* _Text shown_
Exit questions. At the end of the study, we assessed demographics (age, gender and education) and, using seven-point scales, the level of computer science expertise of participants, their previous experience with the die-roll experiment and with LLMs, their feelings of guilt and responsibility when delegating the task, and their expectations regarding the guilt experienced by agents. Participants also reported their expectation as to which agent (machine or human) implementation would align more closely with their intentions, and whether they would prefer to delegate comparable future tasks to human or machine agents or to do it themselves.
Automated response prevention and quality controls. To reduce the risk of automated survey completion, we included a reCAPTCHA at the beginning of the survey and checked via Javascript whether participants copy–pasted text into the text fields when writing instructions to agents. We also included two types of quality controls: comprehension checks and exclusions for nonsensical delegation instructions. Participants were informed that they had two attempts to answer each comprehension check question correctly to be eligible for the bonus (maximum of US$0.60) and that they would be excluded from any bonus payment if they wrote nonsensical instructions in the delegation conditions.
Study 3b
Sample. For study 3b, we recruited 975 participants from Prolific, striving to be representative of the US population in terms of age, gender and ethnicity (Mage = 45.4; s.d.age = 15.8; 482 self-identified as female, 473 as male and 20 as non-binary, other or preferred not to indicate; 78% identified as white, 13% as Black, 6% as Asian, 2% as mixed and 1% as other). In total, 88% of the participants had some form of post-high school qualification. The study was run on Qualtrics. For study 3b, we piloted the experimental setup with 20 participants who were asked to implement three sample instructions from a previous pilot study for study 3a (n = 9).
Machine agents. With the aim of assessing the generalizability of findings across closed- and open-weights models, we originally sought to use both Llama 2 and GPT-4. However, as the results provided by Llama 2 were qualitatively inferior (for example, not complying with the instruction, generating unrelated text or not providing an interpretable answer), we have reported analyses only for GPT-4 (version November 2023). Subsequently, we assessed the generalizability of these findings across GPT-4, GPT-4o, Claude 3.5 Sonnet and Llama 3.3 (see ‘Study 3d’). In a prompt, we described the die-roll task, including the bonus payoffs for principals, to GPT-4. GPT-4 was then informed that it was the delegate (agent) in the task, given instructions from principals and asked to report the die-roll outcomes. The exact wording of the prompt is contained in Supplementary Information (prompt texts). The prompt was repeated five times for each instruction in each model.
Human agents. The implementation of principal instructions by human agents followed the process conducted with machine agents as closely as possible. Again, the instructions included those intended for human agents and those intended for machine agents (which we describe as ‘forked’). Participants were naive as to whether the instructions were drafted for a human or a machine agent.
Procedure. The study began with a general description of the die-roll task. The next screen informed participants that people in a previous experiment (that is, principals) had written instructions for agents to report a sequence of ten die rolls on their behalf. Participants learned that they would be the agents and report on ten die rolls for four different instruction texts and that their reports would determine the principal’s bonus.

* _Work to be completed_
Please reproduce the die-roll study text word for word, between "Exit questions. At" and "do it themselves.", inclusive. The records have nothing to do with this.

* _Items drawn from a data source_
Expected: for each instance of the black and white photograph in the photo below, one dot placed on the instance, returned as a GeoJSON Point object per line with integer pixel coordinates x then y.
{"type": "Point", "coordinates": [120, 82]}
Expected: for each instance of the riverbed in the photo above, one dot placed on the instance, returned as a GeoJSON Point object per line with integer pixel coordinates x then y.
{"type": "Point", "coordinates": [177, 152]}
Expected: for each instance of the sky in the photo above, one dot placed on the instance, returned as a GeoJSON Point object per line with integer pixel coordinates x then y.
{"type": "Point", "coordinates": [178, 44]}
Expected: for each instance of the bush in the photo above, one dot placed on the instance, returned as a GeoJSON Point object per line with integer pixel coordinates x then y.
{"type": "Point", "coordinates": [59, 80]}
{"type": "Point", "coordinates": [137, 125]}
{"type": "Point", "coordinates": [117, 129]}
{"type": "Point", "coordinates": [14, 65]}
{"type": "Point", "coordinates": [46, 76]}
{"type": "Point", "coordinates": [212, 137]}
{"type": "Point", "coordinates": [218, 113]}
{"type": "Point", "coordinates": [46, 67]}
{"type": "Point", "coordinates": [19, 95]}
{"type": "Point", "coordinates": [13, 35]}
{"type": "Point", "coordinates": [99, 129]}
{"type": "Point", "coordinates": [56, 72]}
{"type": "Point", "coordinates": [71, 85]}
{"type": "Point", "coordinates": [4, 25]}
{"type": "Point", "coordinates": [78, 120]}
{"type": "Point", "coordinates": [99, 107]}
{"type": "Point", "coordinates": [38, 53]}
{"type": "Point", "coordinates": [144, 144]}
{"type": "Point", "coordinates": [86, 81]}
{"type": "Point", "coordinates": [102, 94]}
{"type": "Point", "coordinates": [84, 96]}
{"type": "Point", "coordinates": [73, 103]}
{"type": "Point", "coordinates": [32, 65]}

* _Written answer_
Exit questions. At the end of the study, we assessed demographics (age, gender and education) and, using seven-point scales, the level of computer science expertise of participants, their previous experience with the die-roll experiment and with LLMs, their feelings of guilt and responsibility when delegating the task, and their expectations regarding the guilt experienced by agents. Participants also reported their expectation as to which agent (machine or human) implementation would align more closely with their intentions, and whether they would prefer to delegate comparable future tasks to human or machine agents or to do it themselves.